Device 100 further includes additional electronic components including a controller 150, a light source 152, and a detector 154. Optionally, device 100 may also include a wireless transceiver 160. The interconnections among these components (and display 140) is illustrated schematically in FIG. 2. Electronics may be housed in a weather-safe enclosure attached to or comprising any of the uprights, bases, or crossbar. Device 100 also includes power source (not shown), which may be mains powered or battery powered. Conventional wiring or printed circuit boards, or some combination may connect the parts to one another. Device 100 may also include a secure keypad 162 (or port for attaching one) to enter commands or receive status information. Such a keypad may be protected by a physical lock or may require entry of an identification code or biometric identification such as a fingerprint reader. In some embodiments, a light 164 may be affixed to the device 100 to signal the detection of each tire by briefly illuminating as the tire is counted.

■ **List of tasks**
(1) How may the power source of the device be powered?
(2) Which components of the device does the device text identify by a reference number? List each with its number.
(3) Can you rewrite the device text's paragraph beginning "Device 100 further includes" as a brief bulleted list that keeps its main facts?
Answer from the device text alone.

(Dataset items)
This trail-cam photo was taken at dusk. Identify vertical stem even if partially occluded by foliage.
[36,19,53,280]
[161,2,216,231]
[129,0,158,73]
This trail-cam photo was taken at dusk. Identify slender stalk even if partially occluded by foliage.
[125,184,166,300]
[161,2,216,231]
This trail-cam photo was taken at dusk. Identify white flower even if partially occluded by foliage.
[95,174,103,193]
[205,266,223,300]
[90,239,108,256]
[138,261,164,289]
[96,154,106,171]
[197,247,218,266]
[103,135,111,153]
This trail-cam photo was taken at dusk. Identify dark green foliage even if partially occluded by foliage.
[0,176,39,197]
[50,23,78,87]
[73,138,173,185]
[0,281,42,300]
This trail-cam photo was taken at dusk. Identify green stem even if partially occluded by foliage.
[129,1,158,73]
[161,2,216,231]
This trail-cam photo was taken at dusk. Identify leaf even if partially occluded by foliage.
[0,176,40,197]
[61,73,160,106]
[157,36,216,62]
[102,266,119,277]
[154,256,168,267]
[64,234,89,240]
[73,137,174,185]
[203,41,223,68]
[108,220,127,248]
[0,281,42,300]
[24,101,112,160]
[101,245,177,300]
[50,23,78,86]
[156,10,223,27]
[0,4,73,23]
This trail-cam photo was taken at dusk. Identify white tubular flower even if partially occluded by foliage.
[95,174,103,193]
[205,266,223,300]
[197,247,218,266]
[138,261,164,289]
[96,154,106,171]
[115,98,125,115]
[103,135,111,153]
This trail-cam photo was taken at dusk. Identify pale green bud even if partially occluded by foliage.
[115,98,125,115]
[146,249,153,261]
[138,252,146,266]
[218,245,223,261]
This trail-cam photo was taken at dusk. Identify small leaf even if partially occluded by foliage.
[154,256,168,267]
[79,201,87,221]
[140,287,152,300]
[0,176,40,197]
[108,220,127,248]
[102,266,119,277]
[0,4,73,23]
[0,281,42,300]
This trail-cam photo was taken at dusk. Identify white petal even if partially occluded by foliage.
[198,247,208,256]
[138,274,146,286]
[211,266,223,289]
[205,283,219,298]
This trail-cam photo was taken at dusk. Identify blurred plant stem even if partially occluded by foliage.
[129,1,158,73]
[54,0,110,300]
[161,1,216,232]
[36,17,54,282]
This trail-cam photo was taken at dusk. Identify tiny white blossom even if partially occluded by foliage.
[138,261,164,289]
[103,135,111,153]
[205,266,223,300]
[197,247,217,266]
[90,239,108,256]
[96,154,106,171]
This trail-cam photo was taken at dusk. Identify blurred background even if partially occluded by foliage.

■ **Solutions by task**
(1) It may be mains powered or battery powered.

(2)
- Controller 150
- Light source 152
- Detector 154
- Display 140
- Wireless transceiver 160
- Secure keypad 162
- Light 164

(3)
- Electronic components: controller 150, light source 152, detector 154; optionally a wireless transceiver 160.
- FIG. 2 shows schematically how these components and display 140 connect.
- The electronics may be housed in a weather-safe enclosure attached to or comprising any of the uprights, bases, or crossbar.
- The power source (not shown) may be mains powered or battery powered.
- The parts may be connected by conventional wiring, printed circuit boards, or a combination.
- An optional secure keypad 162 (or a port for one) allows entering commands or receiving status information. It may be protected by a physical lock, an identification code, or biometric identification such as a fingerprint reader.
- In some embodiments, a light 164 briefly illuminates to signal the detection of each tire as it is counted.